▶ TASK DIRECTIONS
Scan the records for the word "panel". Return each line where it is found.

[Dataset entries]
^^^^^^^^
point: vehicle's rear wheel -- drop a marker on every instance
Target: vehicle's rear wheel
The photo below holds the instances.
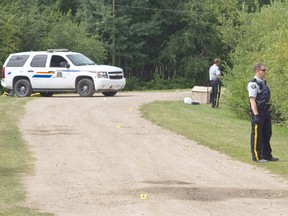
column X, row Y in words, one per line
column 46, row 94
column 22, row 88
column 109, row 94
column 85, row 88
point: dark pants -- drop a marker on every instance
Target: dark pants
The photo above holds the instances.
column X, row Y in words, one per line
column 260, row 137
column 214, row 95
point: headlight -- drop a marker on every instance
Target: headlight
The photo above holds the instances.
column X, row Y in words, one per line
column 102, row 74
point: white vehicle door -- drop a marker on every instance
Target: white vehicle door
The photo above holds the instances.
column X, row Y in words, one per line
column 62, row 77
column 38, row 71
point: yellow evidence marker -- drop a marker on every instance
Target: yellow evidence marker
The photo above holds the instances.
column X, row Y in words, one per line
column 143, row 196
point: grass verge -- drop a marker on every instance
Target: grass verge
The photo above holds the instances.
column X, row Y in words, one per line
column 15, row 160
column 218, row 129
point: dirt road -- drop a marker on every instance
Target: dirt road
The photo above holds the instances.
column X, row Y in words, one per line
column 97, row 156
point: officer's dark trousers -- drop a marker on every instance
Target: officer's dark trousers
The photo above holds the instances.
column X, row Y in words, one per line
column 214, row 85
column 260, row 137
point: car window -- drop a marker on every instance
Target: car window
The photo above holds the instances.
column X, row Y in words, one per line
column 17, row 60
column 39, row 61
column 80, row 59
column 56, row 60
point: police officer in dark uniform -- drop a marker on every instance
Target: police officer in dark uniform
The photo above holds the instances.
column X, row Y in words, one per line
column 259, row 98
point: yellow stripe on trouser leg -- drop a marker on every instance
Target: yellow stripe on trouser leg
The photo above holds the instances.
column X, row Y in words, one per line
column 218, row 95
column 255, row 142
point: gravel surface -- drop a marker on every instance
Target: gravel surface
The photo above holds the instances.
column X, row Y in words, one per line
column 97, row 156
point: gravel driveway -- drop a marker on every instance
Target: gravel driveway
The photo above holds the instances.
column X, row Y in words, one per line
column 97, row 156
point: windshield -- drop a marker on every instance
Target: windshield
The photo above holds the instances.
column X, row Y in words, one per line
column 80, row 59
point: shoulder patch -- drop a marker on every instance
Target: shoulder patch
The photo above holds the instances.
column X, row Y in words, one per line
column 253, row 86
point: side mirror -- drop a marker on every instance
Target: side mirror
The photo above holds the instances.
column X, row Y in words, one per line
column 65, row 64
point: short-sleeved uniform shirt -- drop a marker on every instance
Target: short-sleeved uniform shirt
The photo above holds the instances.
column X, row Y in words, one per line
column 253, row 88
^^^^^^^^
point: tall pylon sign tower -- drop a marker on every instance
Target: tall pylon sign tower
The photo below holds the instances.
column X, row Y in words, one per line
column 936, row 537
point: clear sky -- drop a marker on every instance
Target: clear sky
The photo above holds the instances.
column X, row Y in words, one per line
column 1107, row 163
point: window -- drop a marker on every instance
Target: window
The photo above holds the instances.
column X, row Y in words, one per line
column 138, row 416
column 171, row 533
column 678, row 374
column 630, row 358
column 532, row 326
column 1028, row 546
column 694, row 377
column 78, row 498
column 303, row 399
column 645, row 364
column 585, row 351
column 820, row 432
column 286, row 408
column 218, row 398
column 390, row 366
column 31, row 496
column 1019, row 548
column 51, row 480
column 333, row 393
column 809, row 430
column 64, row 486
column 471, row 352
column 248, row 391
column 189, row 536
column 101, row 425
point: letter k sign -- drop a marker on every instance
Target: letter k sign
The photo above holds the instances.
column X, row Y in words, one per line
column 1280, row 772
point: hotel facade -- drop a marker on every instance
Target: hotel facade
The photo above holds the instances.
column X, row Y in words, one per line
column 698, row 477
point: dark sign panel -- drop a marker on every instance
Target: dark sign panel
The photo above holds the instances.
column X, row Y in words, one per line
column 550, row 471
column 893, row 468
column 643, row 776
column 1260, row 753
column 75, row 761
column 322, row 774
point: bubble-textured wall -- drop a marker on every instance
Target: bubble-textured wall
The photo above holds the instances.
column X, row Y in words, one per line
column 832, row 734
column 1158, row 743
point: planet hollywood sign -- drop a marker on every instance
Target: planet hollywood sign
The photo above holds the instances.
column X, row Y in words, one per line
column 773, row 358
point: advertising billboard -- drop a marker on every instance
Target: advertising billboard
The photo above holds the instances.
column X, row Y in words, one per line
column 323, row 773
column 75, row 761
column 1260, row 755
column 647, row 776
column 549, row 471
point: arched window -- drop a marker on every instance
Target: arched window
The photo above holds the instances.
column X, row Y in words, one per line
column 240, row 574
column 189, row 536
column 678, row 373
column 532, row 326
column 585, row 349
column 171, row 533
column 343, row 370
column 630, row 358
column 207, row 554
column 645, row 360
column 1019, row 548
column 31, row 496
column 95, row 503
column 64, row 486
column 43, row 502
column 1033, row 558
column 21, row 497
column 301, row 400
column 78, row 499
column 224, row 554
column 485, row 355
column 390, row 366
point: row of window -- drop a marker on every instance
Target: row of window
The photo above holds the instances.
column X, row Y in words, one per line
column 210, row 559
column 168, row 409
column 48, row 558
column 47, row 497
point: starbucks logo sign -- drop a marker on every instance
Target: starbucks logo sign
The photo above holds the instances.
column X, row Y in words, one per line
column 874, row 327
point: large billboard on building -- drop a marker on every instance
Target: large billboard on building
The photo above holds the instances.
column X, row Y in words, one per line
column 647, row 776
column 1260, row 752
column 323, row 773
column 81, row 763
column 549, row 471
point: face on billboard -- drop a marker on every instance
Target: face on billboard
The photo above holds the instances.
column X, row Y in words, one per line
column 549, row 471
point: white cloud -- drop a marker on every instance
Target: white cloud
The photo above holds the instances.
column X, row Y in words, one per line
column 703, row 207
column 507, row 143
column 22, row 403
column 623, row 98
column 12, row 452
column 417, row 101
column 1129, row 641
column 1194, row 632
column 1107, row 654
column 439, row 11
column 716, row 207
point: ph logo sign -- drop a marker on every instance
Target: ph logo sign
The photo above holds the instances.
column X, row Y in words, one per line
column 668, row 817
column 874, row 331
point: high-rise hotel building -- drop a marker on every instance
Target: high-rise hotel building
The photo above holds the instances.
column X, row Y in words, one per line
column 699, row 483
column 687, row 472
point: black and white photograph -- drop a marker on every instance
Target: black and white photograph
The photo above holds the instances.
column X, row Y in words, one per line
^^^^^^^^
▶ SOLUTION TO THIS EXERCISE
point: dark sign panel -- drop a marker on every instance
Target: dark sign panel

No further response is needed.